--- SELECTED PASSAGE ---

By: Rachel Vadaj, ISDA Editor
Olive oil is an essential part of Italian-American food culture, and is key to Italy’s economic livelihood.
It may be simpler to name the Italian dishes you’d find on the Sunday Supper table that don’t use the ingredient, rather than the scores of recipes that do. With a taste so purely delicious, it’s understandable why most Italian Americans grew up dipping their bread in olive oil rather than buttering it.
It’s no surprise that Italy is one of the world leaders in olive oil production because of its prime location in the heart of the Mediterranean. However, Italy’s climate isn’t the only contributing factor to their success in the business.
The Italians, the Romans and peoples before them have cultivated this liquid gold over thousands of years. There are olive trees in the southern region of Puglia that are centuries old.
This region’s 1,000 mills supply 40% of Italy’s olive oil production and 12% of the world’s supply. That may seem surprising, but there are 15x more olive trees than people in Puglia.
Now, we’ve all seen bottles of olive oil in the grocery store labeled “extra-virgin,” but what is the difference between that and simply “virgin” (which you may have a much harder time finding in stores)?

--- RECORDS FOR THIS EXERCISE ---

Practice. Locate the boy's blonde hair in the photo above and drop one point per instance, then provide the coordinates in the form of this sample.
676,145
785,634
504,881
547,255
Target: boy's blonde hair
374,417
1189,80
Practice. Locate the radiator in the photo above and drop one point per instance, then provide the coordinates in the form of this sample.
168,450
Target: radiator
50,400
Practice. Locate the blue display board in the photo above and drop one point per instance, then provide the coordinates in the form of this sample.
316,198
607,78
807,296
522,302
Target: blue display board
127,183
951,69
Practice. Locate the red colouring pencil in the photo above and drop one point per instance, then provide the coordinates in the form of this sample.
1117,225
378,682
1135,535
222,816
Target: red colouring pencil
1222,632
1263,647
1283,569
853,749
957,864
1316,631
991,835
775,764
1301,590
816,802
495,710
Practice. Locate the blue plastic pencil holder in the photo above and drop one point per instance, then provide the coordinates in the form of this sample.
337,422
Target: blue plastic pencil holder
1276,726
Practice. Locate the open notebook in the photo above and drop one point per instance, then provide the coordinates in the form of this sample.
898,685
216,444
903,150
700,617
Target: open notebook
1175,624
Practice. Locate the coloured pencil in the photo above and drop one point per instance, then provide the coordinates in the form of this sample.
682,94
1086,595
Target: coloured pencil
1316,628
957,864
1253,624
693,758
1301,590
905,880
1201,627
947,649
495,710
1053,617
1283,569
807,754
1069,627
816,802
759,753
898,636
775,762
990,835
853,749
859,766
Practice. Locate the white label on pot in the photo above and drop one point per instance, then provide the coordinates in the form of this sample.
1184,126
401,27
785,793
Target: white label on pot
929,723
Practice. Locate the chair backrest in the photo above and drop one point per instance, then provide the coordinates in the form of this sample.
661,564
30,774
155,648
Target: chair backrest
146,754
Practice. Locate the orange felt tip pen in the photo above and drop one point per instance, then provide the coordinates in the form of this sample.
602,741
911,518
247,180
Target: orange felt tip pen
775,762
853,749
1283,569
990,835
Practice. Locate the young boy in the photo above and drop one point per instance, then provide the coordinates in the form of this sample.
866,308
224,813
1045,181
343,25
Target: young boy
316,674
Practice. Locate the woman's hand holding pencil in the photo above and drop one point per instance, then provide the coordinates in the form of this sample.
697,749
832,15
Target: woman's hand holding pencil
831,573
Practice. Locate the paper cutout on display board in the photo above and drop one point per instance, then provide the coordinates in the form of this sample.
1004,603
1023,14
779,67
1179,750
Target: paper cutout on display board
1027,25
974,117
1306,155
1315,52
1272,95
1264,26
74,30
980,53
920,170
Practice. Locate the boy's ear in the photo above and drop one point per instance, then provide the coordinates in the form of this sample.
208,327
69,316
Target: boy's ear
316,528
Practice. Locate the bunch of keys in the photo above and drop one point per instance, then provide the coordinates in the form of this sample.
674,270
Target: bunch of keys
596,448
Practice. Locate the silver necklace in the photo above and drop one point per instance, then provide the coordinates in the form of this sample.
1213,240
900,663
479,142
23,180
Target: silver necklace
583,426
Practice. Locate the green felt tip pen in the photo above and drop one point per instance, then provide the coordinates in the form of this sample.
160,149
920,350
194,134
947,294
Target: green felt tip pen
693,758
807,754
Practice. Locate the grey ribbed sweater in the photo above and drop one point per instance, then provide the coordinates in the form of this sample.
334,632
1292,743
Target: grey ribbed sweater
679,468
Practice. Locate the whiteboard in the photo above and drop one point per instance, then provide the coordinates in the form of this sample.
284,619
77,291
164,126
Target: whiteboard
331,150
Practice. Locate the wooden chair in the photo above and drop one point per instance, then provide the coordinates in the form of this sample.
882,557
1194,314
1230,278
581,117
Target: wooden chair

---

> GOAL 1: Write out the part of the olive oil article starting with "It may be simpler" and going on through "in the business.", word for word.
> GOAL 2: Convert the rows, starting with the line with "Practice. Locate the silver" and going on through the last line of the rows, into a JSON list of strings with one string per line and no blank lines.

> TASK RESULT 1:
It may be simpler to name the Italian dishes you’d find on the Sunday Supper table that don’t use the ingredient, rather than the scores of recipes that do. With a taste so purely delicious, it’s understandable why most Italian Americans grew up dipping their bread in olive oil rather than buttering it.
It’s no surprise that Italy is one of the world leaders in olive oil production because of its prime location in the heart of the Mediterranean. However, Italy’s climate isn’t the only contributing factor to their success in the business.

> TASK RESULT 2:
[
  "Practice. Locate the silver necklace in the photo above and drop one point per instance, then provide the coordinates in the form of this sample.",
  "1213,240",
  "900,663",
  "479,142",
  "23,180",
  "Target: silver necklace",
  "583,426",
  "Practice. Locate the green felt tip pen in the photo above and drop one point per instance, then provide the coordinates in the form of this sample.",
  "160,149",
  "920,350",
  "194,134",
  "947,294",
  "Target: green felt tip pen",
  "693,758",
  "807,754",
  "Practice. Locate the grey ribbed sweater in the photo above and drop one point per instance, then provide the coordinates in the form of this sample.",
  "334,632",
  "1292,743",
  "Target: grey ribbed sweater",
  "679,468",
  "Practice. Locate the whiteboard in the photo above and drop one point per instance, then provide the coordinates in the form of this sample.",
  "284,619",
  "77,291",
  "164,126",
  "Target: whiteboard",
  "331,150",
  "Practice. Locate the wooden chair in the photo above and drop one point per instance, then provide the coordinates in the form of this sample.",
  "882,557",
  "1194,314",
  "1230,278",
  "581,117",
  "Target: wooden chair"
]